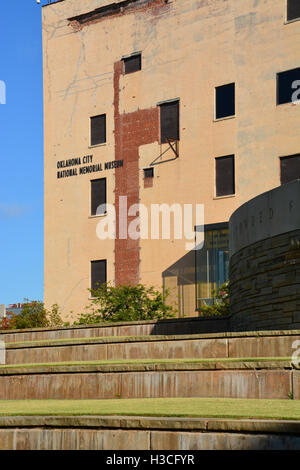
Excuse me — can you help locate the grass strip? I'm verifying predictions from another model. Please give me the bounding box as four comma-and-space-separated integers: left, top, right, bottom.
0, 398, 299, 420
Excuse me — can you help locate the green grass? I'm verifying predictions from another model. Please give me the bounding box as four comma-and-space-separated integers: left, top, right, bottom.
0, 398, 299, 420
0, 357, 291, 369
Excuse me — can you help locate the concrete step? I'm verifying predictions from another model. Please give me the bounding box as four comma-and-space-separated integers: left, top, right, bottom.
0, 359, 298, 400
0, 316, 230, 343
3, 330, 300, 365
1, 413, 300, 450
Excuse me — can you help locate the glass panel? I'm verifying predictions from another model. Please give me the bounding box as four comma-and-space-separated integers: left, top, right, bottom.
195, 227, 229, 310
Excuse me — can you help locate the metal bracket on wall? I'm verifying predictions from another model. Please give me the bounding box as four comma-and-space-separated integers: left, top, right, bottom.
150, 139, 179, 167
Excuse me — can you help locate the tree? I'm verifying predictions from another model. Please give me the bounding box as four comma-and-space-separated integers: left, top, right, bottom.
75, 283, 176, 325
15, 300, 49, 329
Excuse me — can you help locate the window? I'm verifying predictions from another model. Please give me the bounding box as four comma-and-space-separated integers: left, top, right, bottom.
91, 178, 106, 216
195, 223, 229, 310
91, 260, 107, 291
287, 0, 300, 21
215, 83, 235, 119
123, 53, 142, 74
90, 114, 106, 146
159, 100, 180, 144
215, 155, 235, 197
277, 67, 300, 105
143, 167, 154, 178
280, 154, 300, 185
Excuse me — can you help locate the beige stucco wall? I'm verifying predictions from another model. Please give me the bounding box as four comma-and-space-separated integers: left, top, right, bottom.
43, 0, 300, 320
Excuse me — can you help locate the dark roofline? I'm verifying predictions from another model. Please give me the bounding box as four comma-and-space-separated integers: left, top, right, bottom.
68, 0, 153, 24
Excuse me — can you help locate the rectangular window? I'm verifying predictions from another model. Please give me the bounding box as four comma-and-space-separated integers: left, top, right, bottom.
159, 100, 180, 144
215, 83, 235, 119
280, 154, 300, 185
123, 53, 142, 74
144, 167, 154, 178
277, 67, 300, 105
215, 155, 235, 197
91, 178, 106, 216
287, 0, 300, 21
91, 260, 107, 291
195, 223, 229, 310
90, 114, 106, 146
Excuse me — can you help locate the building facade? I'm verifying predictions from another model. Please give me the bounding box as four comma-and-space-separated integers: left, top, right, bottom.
43, 0, 300, 321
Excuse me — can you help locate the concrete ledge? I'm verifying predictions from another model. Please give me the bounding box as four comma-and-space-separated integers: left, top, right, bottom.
0, 415, 300, 434
3, 330, 300, 366
0, 363, 297, 400
0, 416, 300, 450
0, 316, 231, 343
0, 359, 293, 375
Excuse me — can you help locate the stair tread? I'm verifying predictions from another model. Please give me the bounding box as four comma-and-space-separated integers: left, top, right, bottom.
0, 357, 293, 374
0, 398, 299, 423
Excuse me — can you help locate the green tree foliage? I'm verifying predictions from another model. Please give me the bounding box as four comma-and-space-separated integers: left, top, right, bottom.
0, 301, 65, 330
75, 283, 176, 325
14, 300, 49, 329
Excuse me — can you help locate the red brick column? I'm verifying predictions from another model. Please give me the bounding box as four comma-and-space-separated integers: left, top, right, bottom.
114, 61, 159, 285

..........

PROBLEM REQUIREMENTS>
Excluding every picture, set down the listing exactly.

TASK RESPONSE>
Excuse me — can you help locate the grass strip? I'm verifying predictions from another model. Please give me the bounding box as four comma-and-space-separated integers: left, top, right, bottom.
0, 398, 299, 420
Excuse me — can you help locate the green grass? I'm verifying predictions from another model. Please give me the bounding box as four comma-and-space-separated integers: left, top, right, bottom.
0, 398, 299, 420
0, 357, 291, 369
Excuse me — can you help locate the concrete step? I'm verifying predictions from another model. Please give me the bounding box as four comma-and-space-separated integers: left, top, right, bottom.
0, 359, 298, 400
0, 316, 230, 343
3, 330, 300, 365
1, 413, 300, 450
Excuse me — can you help locate the glass panel? I'm verifying predictions from another model. Please give me the bounding box as four comma-and-space-separated integers: left, top, right, bottom.
195, 227, 229, 310
Excuse me — can you help locate the metal bracket on wall? I'm verifying predictions from another model. Please give me the bounding box as four comma-and-space-separated integers: left, top, right, bottom.
150, 139, 179, 167
Excuse me — can you help locate the tree? I'm verifying predictions from another model. Please give me the bounding box as four comma-and-space-separated integers: left, top, right, bottom.
75, 283, 176, 325
15, 300, 49, 329
Excuse me — can you help locate the window? I'm verifying predictions from another model. Please give me the bounding box as four comma-and-space-separated integers: left, top, right, bottom.
91, 178, 106, 216
195, 223, 229, 310
91, 260, 107, 291
287, 0, 300, 21
215, 83, 235, 119
123, 53, 142, 74
90, 114, 106, 146
159, 100, 180, 144
215, 155, 235, 197
277, 67, 300, 105
143, 167, 154, 178
280, 154, 300, 185
Excuse me — can you help locate the beige stucco wall? I'm verifying predictions from another model. Please give me the bounding box as four comma-and-space-separated integers: left, top, right, bottom.
43, 0, 300, 320
Excuse me — can you help locate the dark roofline? I'm verifying predictions from another model. Please give me the bounding box as four comma-and-space-separated integers: left, top, right, bottom.
68, 0, 153, 24
Excuse me — can you help locate the rectangular window? I'm verifying predictions from another model. Please give me the bounding box as four comma-and-space-separated integers: left, top, right, bottom.
159, 100, 180, 144
215, 83, 235, 119
280, 154, 300, 185
123, 53, 142, 74
144, 167, 154, 178
277, 67, 300, 105
215, 155, 235, 197
91, 178, 106, 216
287, 0, 300, 21
91, 260, 107, 291
195, 223, 229, 310
90, 114, 106, 146
Excuse me — can you help locate the building facade? I'm verifying predictions from another model. Please give me the bounding box as four comma-and-space-separated integers: left, top, right, bottom.
43, 0, 300, 321
Excuse me — can you help locate the concrete ledge? I'm verifying predictions from another model. Please give me the bounding box as four comma-and-space-separated integers: left, top, right, bottom.
0, 415, 300, 434
3, 330, 300, 366
0, 363, 297, 400
0, 416, 300, 450
0, 316, 231, 343
0, 359, 293, 375
Excuse me — can you help locate the stair tread? I'm verifying predictions from another model. Please give me the bounding box as four comma-and-space-separated integers: left, top, right, bottom.
0, 357, 293, 374
0, 398, 299, 423
Excuse me — can you help locate the green tree foliage? I'm verifying predictions from another model. Please give me the bounding box as four comma-and-space-separated integers: left, top, right, bottom.
0, 301, 65, 330
75, 283, 176, 325
14, 300, 49, 329
Excuse me — can you help locate the red brick column? I'm verifying predictions from another model. Please give me the bounding box as four comma-and-space-separated integers: left, top, right, bottom.
114, 61, 159, 285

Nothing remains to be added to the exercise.